→ What you are asked to do:
Copy the data below line for line, with no changes.

::: Exercise input

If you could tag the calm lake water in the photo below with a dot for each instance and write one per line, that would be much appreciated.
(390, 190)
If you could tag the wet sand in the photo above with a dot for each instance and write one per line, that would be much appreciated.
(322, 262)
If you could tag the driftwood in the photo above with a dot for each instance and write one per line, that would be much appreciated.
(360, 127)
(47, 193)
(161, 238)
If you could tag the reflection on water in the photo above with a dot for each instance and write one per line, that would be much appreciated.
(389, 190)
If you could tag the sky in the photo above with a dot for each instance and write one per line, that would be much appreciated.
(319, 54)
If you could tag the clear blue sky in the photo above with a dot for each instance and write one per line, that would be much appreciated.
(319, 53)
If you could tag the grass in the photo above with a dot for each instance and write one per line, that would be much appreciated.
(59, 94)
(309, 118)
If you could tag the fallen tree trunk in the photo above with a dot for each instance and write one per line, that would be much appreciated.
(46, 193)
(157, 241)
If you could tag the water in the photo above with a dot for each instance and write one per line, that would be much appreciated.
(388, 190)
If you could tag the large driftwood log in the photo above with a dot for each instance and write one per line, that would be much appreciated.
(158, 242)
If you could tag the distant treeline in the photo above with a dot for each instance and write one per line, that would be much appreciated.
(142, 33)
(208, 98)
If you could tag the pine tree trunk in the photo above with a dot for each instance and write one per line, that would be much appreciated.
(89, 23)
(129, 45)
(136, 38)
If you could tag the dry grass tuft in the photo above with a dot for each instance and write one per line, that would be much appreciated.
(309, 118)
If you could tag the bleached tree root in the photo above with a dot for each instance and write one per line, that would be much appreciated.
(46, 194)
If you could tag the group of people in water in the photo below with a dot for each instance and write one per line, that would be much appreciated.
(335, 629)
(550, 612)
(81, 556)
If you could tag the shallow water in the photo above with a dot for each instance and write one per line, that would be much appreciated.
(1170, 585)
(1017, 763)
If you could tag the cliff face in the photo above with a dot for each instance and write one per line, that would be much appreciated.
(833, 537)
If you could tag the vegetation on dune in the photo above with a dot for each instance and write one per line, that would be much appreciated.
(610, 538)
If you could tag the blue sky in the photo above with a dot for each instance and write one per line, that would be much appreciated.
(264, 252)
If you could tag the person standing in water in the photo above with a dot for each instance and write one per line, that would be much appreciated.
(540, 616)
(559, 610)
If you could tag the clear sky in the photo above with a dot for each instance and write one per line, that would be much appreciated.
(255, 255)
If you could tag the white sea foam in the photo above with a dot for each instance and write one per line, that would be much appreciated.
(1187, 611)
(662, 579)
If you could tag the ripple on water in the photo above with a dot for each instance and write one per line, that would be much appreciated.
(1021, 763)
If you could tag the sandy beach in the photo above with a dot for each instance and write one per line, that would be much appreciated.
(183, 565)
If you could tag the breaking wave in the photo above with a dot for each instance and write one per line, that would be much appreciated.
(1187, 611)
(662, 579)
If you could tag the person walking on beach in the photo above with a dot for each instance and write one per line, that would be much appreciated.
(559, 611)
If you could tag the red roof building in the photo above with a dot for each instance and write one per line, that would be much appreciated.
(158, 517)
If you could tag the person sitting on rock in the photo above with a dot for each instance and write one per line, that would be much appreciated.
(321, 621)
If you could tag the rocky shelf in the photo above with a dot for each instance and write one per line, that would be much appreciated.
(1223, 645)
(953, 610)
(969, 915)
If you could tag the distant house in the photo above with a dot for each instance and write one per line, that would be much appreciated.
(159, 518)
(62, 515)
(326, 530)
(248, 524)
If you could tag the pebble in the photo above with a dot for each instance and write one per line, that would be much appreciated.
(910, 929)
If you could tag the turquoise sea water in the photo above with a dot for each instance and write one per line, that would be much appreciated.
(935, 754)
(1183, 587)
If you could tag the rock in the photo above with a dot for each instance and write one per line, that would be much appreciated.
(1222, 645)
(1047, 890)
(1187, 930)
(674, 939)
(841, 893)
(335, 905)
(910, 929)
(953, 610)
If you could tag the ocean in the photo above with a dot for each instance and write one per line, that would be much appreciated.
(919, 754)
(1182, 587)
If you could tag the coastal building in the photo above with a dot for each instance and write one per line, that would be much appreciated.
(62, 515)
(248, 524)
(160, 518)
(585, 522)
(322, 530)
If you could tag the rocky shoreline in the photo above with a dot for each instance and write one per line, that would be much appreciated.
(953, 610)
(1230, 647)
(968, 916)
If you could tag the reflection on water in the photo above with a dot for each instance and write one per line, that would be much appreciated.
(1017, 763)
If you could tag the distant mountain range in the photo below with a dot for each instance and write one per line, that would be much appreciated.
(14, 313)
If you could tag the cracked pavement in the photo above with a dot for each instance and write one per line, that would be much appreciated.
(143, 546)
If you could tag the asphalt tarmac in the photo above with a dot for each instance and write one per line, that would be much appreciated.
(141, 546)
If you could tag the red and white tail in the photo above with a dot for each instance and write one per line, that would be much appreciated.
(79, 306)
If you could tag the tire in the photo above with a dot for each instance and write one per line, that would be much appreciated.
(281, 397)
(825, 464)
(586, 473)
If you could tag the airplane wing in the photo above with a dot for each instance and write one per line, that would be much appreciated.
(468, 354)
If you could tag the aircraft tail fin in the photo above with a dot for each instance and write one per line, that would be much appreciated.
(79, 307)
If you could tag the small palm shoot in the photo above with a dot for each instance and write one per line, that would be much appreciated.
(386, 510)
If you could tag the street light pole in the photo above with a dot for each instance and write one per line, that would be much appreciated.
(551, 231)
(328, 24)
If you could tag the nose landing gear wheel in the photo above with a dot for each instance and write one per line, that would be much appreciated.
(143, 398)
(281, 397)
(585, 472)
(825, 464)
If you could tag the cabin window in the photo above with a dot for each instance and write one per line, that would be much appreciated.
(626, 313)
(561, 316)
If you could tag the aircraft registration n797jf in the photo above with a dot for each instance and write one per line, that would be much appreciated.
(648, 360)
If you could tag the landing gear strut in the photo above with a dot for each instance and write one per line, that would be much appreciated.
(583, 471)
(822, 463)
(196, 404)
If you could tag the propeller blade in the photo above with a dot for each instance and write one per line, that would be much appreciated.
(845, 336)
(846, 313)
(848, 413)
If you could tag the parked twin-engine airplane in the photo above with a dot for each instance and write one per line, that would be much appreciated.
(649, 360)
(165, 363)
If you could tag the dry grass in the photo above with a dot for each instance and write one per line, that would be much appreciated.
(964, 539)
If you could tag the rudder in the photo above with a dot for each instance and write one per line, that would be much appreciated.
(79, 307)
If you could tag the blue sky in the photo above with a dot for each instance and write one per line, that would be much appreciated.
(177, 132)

::::::

→ Final answer:
If you could tag the calm lake water in the photo below with a dot for each instance and write one per line, that would be much appreciated.
(390, 190)
If you could tag the wet sand in the photo above with a dot for each instance and write one per line, that would be much appreciated.
(322, 262)
If you could tag the driftwood in the photo above with a dot for each instance and write one per line, that would be much appreciated.
(360, 127)
(47, 193)
(161, 238)
If you could tag the reflection on water in the photo above with a dot for each instance and write one per line, that would be much appreciated.
(389, 190)
If you could tag the sky in the photo above with a dot for each instance and write one per line, that would be much appreciated.
(319, 54)
If you could tag the clear blue sky in the photo above with a dot for each instance and write one per line, that would be much appreciated.
(319, 53)
If you could tag the grass in the photo above with a dot for each instance and write one per line, that would be much appreciated.
(59, 94)
(309, 118)
If you could tag the fallen tree trunk in the photo above with a dot for each instance and write one per line, that would be much appreciated.
(46, 193)
(157, 241)
If you could tag the water in the photo above with a dot for each instance and write one per line, that would be much appreciated.
(388, 190)
If you could tag the large driftwood log in the photo above with a dot for each instance and write one per line, that would be much appreciated.
(158, 242)
If you could tag the distant treeline in the photo above with a dot for each instance and write one per line, that would be much appreciated.
(142, 33)
(208, 98)
If you could tag the pine tree trunk in the photo above with a dot for each instance and write one per line, that would be much appreciated.
(89, 23)
(129, 45)
(136, 38)
If you could tag the dry grass tuft in the photo above with a dot for each instance and write one per line, that would be much appreciated.
(309, 118)
If you could tag the bleached tree root in the photo above with a dot for each instance and write one per line, that would be much appreciated.
(46, 194)
If you could tag the group of people in water in the photo below with a dot for each instance and write one per line, that would be much appreciated.
(335, 629)
(550, 612)
(81, 556)
If you could tag the shallow water in the photo above with a dot for each instance and write one per line, that would be much appreciated.
(1170, 585)
(1017, 763)
If you could tag the cliff face in the photo above with a dot for each instance and write one per line, that would be much appreciated.
(833, 537)
If you could tag the vegetation on dune in the photo above with a dot for each instance and write one per line, that would be much appreciated.
(610, 538)
If you could tag the blue sky in the photo above with a dot for each instance and write one per line, that would be much appreciated.
(264, 252)
If you could tag the person standing in water in the photo above with a dot for each instance and write one per line, that would be much appreciated.
(540, 616)
(559, 610)
If you could tag the clear sky in the photo above with a dot for each instance and write one per line, that would be much appreciated.
(255, 255)
If you could tag the white sea foam in the photo above with a dot for each instance and write one per line, that would be much appreciated.
(1187, 611)
(662, 579)
If you could tag the ripple on water in the photo above with a dot for each instance and write one per line, that would be much appreciated.
(1021, 763)
If you could tag the sandy beach in the photo above with a dot for each instance and write one per line, that would be much appreciated.
(183, 565)
If you could tag the breaking wave in the photo above with a dot for each instance and write one per line, that would be much appreciated.
(1187, 611)
(662, 579)
If you could tag the person walking on beach in the photo above with a dot for each instance and write one per line, that would be much appreciated.
(559, 611)
If you could tag the red roof building in the photo above with a dot for each instance and write one per line, that would be much appreciated.
(158, 517)
If you could tag the person sitting on rock in the photo above with a dot for each instance and write one per line, that would be much appreciated.
(321, 621)
If you could tag the rocky shelf in the photo above with a dot for each instance and write one per line, that would be much appreciated.
(1223, 645)
(953, 610)
(969, 915)
If you could tag the distant house in the photo above with a dot for each instance and write one per line, that would be much appreciated.
(159, 518)
(62, 515)
(326, 530)
(248, 524)
If you could tag the pebble in the photo above with a dot for each instance and write one per line, that would be much appreciated.
(910, 929)
If you could tag the turquoise sea water in the photo above with a dot for each instance and write one per line, that would be much appreciated.
(935, 754)
(1183, 587)
If you could tag the rock in the photo above with a dot for each instance and write one per line, that would be much appreciated.
(1222, 645)
(1047, 890)
(1187, 930)
(674, 939)
(841, 893)
(335, 905)
(910, 929)
(953, 610)
If you could tag the ocean in the photo above with a dot for each instance and write one per line, that would be much appreciated.
(919, 754)
(1182, 587)
If you could tag the coastal building in the photo above with a dot for each instance and write one per line, that would be much appreciated.
(62, 515)
(248, 524)
(160, 518)
(585, 522)
(322, 530)
If you could tag the rocky shoreline in the photo above with a dot for each instance and write one per line, that would be much appreciated.
(953, 610)
(1230, 647)
(968, 916)
If you could tag the reflection on water in the photo above with a dot for each instance and write one per line, that would be much appreciated.
(1017, 763)
If you could tag the distant mountain range in the photo below with a dot for each instance and write one per line, that would be much appreciated.
(14, 313)
If you could tag the cracked pavement in the photo above with a dot for each instance and write one per line, that would be much appreciated.
(143, 546)
If you could tag the asphalt tarmac in the photo above with a dot for each instance and write one per line, that would be much appreciated.
(141, 546)
If you could tag the red and white tail in the photo above with a dot for each instance and write one per line, that would be much appreciated.
(79, 306)
If you could tag the tire in the photo above with a dot for each instance and write one per line, that would be much appreciated.
(281, 397)
(825, 464)
(586, 473)
If you could tag the airplane wing in the photo above with a dot for each instance and write one per line, that would be much appreciated.
(468, 354)
If you could tag the aircraft tail fin in the photo above with a dot for each instance and write one per line, that would be much appreciated.
(79, 307)
If you could tag the small palm shoot in the photo above with a dot for each instance and write one per line, that would be much appreciated.
(386, 510)
If you could tag the street light pole in the photo above with a dot for each instance and write one per line, that would be much appreciated.
(551, 231)
(328, 24)
If you could tag the nose landing gear wheel in the photo above with a dot for each instance and write one per line, that would be much appreciated.
(143, 398)
(281, 397)
(585, 472)
(825, 464)
If you could tag the cabin window in the photo above with a dot for each instance and write one per line, that would be much appreciated.
(626, 313)
(561, 316)
If you could tag the aircraft registration n797jf in the photo above with a dot for each instance and write one per line, that would be much appreciated.
(648, 360)
If you could tag the landing gear strut in the photo above with a dot for each instance and write one per line, that would be much appreciated.
(583, 471)
(822, 463)
(196, 404)
If you could tag the propeller blade in the photo above with a dot for each instance and write one per line, that would be much appreciated.
(845, 336)
(846, 313)
(848, 413)
If you could tag the parked twin-engine airplane in the photo above with a dot for each instance and write one per line, that would be much appreciated.
(649, 360)
(165, 363)
If you could tag the dry grass in the photo above with a dot for each instance and write one per line, that would be much appreciated.
(964, 539)
If you could tag the rudder in the photo above with a dot for each instance and write one per line, that would be much appreciated.
(79, 307)
If you could tag the blue sky in the photo above with a dot for each instance and write one per line, that would be much appreciated.
(177, 132)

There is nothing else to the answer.